[Opening Data for this task section]

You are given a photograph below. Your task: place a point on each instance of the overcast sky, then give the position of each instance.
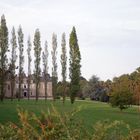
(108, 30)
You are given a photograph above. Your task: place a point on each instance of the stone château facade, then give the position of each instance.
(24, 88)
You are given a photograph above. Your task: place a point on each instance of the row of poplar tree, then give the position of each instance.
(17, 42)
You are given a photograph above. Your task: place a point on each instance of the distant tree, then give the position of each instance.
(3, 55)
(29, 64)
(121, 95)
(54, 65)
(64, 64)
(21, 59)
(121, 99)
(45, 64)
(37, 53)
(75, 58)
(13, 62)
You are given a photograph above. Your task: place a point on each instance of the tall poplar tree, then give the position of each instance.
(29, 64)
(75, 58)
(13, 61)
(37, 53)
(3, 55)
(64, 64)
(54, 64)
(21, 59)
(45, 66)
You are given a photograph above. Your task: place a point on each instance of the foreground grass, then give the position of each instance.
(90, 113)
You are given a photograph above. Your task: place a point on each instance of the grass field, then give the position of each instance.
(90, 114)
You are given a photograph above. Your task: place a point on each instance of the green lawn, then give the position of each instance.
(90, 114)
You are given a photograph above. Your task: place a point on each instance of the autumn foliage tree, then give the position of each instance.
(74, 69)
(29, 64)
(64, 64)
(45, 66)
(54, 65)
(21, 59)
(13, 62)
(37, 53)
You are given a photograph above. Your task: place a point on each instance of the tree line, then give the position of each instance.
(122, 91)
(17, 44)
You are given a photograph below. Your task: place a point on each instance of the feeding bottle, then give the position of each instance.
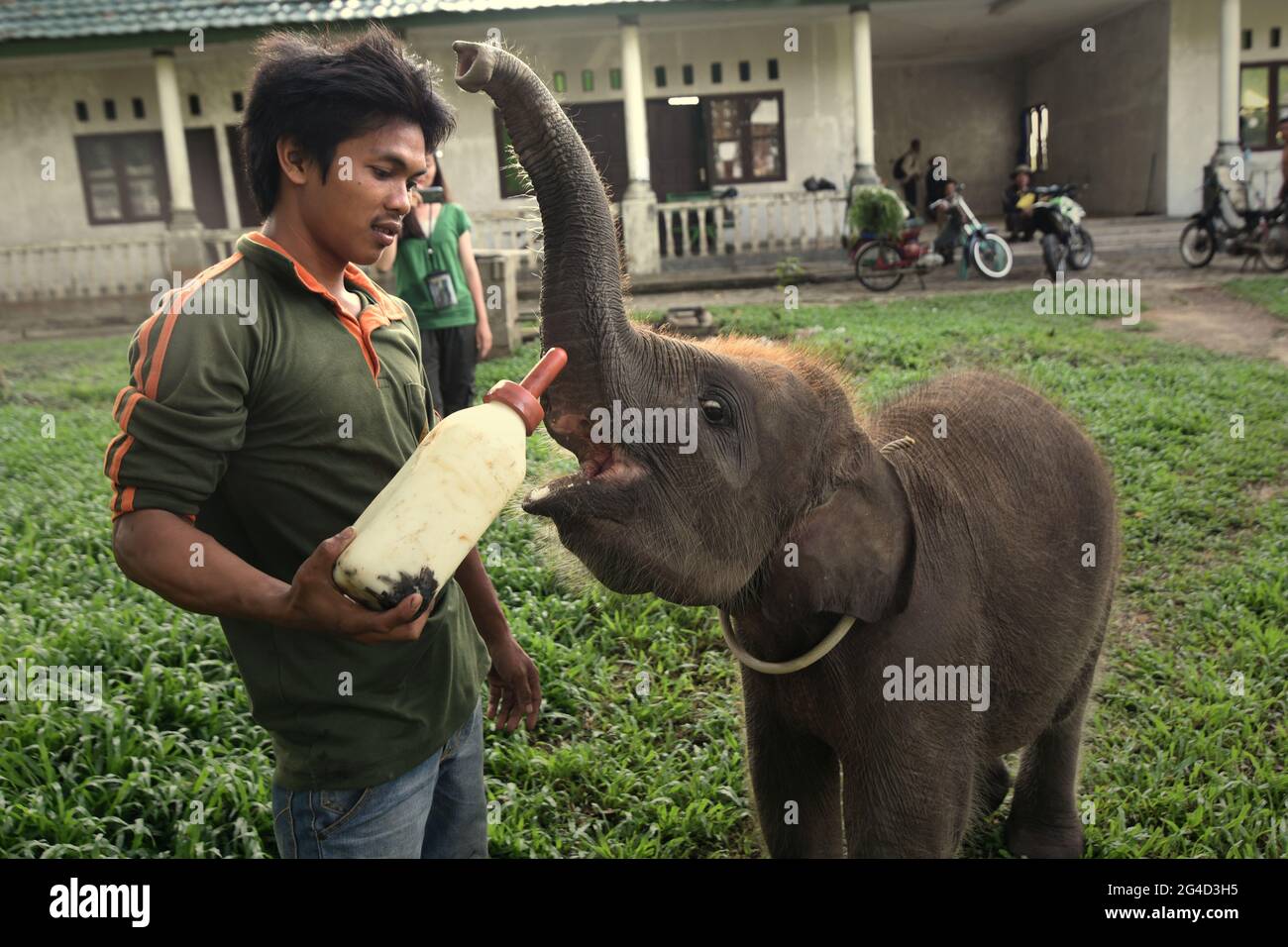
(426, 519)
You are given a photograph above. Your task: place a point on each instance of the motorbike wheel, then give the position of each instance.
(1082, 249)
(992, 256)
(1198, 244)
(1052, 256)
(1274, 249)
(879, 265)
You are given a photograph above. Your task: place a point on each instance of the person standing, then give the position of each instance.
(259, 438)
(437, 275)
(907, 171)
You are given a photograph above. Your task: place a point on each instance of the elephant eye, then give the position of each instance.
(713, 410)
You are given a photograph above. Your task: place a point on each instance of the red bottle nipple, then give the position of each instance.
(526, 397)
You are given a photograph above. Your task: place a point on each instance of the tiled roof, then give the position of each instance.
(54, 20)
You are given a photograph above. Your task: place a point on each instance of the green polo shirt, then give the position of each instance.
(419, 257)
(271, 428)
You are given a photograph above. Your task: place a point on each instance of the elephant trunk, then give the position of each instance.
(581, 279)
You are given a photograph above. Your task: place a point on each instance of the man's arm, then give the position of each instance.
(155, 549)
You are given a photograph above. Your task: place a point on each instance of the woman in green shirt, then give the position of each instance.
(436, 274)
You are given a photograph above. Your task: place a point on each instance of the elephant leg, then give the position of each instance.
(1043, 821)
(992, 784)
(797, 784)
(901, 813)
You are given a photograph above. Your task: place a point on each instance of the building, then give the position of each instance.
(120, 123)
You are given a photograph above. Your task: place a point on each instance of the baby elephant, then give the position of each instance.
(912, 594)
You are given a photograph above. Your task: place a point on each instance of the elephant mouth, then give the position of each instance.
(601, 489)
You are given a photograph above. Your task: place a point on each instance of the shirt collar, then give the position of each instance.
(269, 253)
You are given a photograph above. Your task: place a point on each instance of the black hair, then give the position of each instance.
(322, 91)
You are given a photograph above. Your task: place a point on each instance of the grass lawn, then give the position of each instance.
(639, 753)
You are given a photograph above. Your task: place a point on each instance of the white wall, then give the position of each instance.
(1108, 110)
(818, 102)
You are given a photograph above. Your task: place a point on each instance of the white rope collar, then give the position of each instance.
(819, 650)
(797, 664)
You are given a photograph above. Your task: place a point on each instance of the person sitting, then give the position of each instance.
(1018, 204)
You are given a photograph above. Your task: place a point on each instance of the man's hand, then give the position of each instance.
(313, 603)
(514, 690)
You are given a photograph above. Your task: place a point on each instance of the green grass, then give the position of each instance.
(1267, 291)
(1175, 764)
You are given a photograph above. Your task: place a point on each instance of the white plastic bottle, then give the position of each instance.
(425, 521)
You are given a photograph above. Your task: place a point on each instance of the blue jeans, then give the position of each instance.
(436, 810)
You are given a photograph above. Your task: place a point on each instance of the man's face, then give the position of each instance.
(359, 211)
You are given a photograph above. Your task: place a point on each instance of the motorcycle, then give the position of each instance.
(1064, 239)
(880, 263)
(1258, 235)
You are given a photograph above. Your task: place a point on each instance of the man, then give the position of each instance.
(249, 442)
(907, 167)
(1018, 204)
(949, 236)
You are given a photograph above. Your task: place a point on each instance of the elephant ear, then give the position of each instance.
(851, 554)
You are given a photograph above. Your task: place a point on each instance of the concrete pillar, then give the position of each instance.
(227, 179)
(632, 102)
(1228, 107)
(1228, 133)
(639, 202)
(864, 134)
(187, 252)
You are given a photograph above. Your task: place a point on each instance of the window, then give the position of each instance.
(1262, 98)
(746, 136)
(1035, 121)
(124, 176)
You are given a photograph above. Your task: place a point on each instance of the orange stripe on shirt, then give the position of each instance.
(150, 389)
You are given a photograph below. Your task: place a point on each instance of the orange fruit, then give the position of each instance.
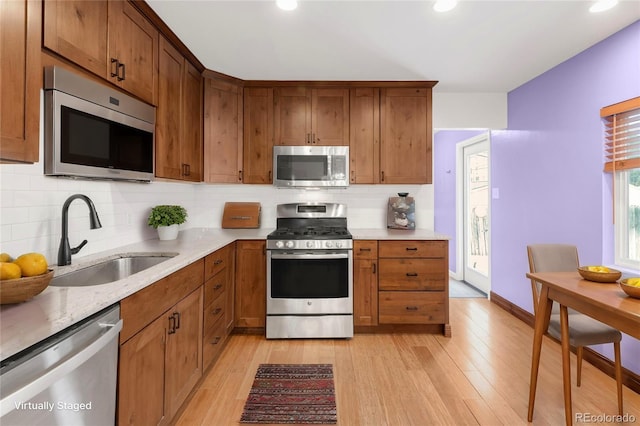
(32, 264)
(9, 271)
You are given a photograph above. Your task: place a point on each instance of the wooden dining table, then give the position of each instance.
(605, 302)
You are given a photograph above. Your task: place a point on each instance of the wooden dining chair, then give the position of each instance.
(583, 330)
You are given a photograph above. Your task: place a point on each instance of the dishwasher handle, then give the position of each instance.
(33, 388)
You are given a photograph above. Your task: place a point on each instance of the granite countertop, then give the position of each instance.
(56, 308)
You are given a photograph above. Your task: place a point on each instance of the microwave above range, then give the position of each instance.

[Closing Data for this task section]

• Work instructions
Pictures aside, reproduce all of the material above without alteration.

• Solution for this task
You are given a photograph below. Your task: place a point on each instance of the overcast sky, then give the position of each instance.
(108, 30)
You are given a photograph above. Your task: place a point on each instance of the stone château facade, then give the position of each instance.
(24, 88)
You are given a photograph above. Your task: place a point on each instance of the row of poplar tree, then give the position of each instance.
(17, 42)
You are given a photograph above. Your task: place a point on each instance of the distant tree, then give the position of each instance.
(3, 55)
(29, 64)
(121, 95)
(54, 65)
(64, 64)
(21, 59)
(121, 99)
(45, 64)
(37, 53)
(75, 58)
(13, 62)
You are given a photograph above. Your task: place a point on each instance of the tall poplar tree, then give the position of each instance.
(29, 64)
(75, 58)
(13, 61)
(37, 53)
(3, 55)
(64, 64)
(54, 64)
(21, 59)
(45, 66)
You are given a photograph above. Your task: place a point on each instance of the foreground grass, then give the position of each instance.
(90, 113)
You are given a photograph above. Your task: place a point on each instance of the grass field, then give the position of each instance.
(90, 114)
You are given a photograph above. Your task: place a point on each instance of the green lawn, then give the position of each instance.
(90, 114)
You are given a photograph above. Your task: place a point on each instance of the autumn foliage tree, then give the position of each instance.
(74, 69)
(29, 64)
(64, 64)
(45, 66)
(54, 65)
(21, 59)
(13, 62)
(37, 53)
You are given a photograph above. Your task: place a point on each instance of the tree line, then give the position of each instance.
(122, 91)
(17, 44)
You are given a photograph below. Your task: place a point on each instance of the feeding bottle, then give the position of each instance.
(426, 519)
You are given a photograph above. Your task: place a point on each instance of the motorbike wheel, then give the position of each instance.
(1082, 249)
(992, 256)
(1198, 244)
(1052, 256)
(1274, 249)
(879, 265)
You are given a photograph above. Your task: place a point on each instance of the person standing, then give the position of each instance.
(259, 438)
(437, 275)
(907, 171)
You are given a photograph above. Your task: place a point on each instance of the elephant eye, then give the position of each instance.
(713, 410)
You are given a photograph above. Your task: place a point on each instance of the red bottle nipple, then give the position of each instance.
(526, 397)
You are given a photograph above. Your task: place a point on each instance of the tiled roof, then give the position of each instance.
(54, 20)
You are given a photograph above. Your task: place a point on each instance of the green polo shirt, then give the position of each instance.
(419, 257)
(271, 428)
You are given a photograph above. Your task: place a point on each instance of the elephant trunk, then give the position of each instance.
(581, 279)
You are given a photograph above. Your task: place a point on each instance of the man's arm, then give the position of each instance.
(155, 549)
You are given a photograph above. Your task: place a point on each instance of the woman in green shirt, then give the position of each instance.
(436, 274)
You are given a photograph above. Your task: place a point on each instance of the elephant leg, then give the position of each instance.
(1043, 821)
(992, 784)
(797, 784)
(901, 813)
You are given a photograph above. Your task: place a point on each instance of the building, then give the position of each instance.
(120, 123)
You are given a photograph above. Your task: place a point on each instance of the baby elephant, then give the position of each instance.
(912, 594)
You are given a photograph above. Your task: place a point on each instance of the elephant mouth, then give the position of each instance.
(601, 489)
You are given a photograph above. Your task: place a point on each instance of the shirt collar, then give the position of each instance.
(269, 253)
You are given a photograph above. Your task: place a point on each instance of the black hair, then give the position of each instance.
(322, 91)
You are given a photograph above. Your task: place a point on each instance of the grass lawn, then give the position of each instance.
(639, 753)
You are given a photograph above. Your task: place a point on each instance of the white wall, then give the position of each instance.
(1108, 110)
(818, 102)
You are given a photograph above. Your task: place a point on each instance of the white rope collar, then give the position of each instance.
(819, 650)
(797, 664)
You are given a photograph above. Your task: place a point on each instance of the person sitting, then give the position of each instance.
(1018, 204)
You are given a photograph above. Your task: place a point on each instance of the man's hand, then give the position of each instance.
(313, 603)
(514, 690)
You are given a photograph above. Your task: place a point on each instance of the green grass, then give the position of each instance.
(1267, 291)
(1175, 764)
You are given a photograph above. Your task: place a point on each instance of the white plastic bottle, then give the position of each instance.
(425, 521)
You are given a photograph above. Your task: place a point on each instance of the blue jeans, then give the position of each instance.
(436, 810)
You are given a photograph above. Your task: place a point on each instance of the man's face, then give the position of each instance.
(359, 211)
You are given a photograph above. Your task: place a point on each instance of the motorcycle, then give the position of each instance.
(1064, 239)
(880, 263)
(1258, 235)
You are given a photograph above. Your task: place a point on each instance of the man, then give the position of each instance.
(249, 442)
(907, 167)
(1018, 204)
(949, 236)
You are given a photograph above. Your task: place a point on each instance of the elephant ear, then give the position of each instance.
(851, 554)
You are given a photograph above. Your task: place a point on each instance of the concrete pillar, then give the position of each instance.
(227, 179)
(632, 102)
(1228, 107)
(1228, 133)
(639, 202)
(864, 134)
(187, 252)
You are given a photograph above. Your task: place a point on each instance of the window, then give the position of each instance.
(1262, 98)
(746, 136)
(1035, 121)
(124, 176)
You are given a photograph above. Your task: place a point on each instance of the orange stripe on shirt, then give the position of each instance.
(150, 389)
You are given a photograph below. Your task: place a point on each instance of the orange fruit, then give the position of each instance.
(32, 264)
(9, 271)
You are given a photograph above. Your task: place a point on each instance of the wooden dining table, then give the position of each instance.
(605, 302)
You are given a photograph above. Your task: place a point on each instance of the wooden dining chair, then give the position of each instance.
(583, 330)
You are given a photograph above. Your task: place a point on each instance of the dishwasher handle, then give the position of each instance.
(33, 388)
You are given a photograph above. Your task: place a point on each instance of the granite countertop, then give the position of each instance.
(56, 308)
You are given a photograph above. Your task: place a point on each instance of the microwave above range, then give the position of each instance.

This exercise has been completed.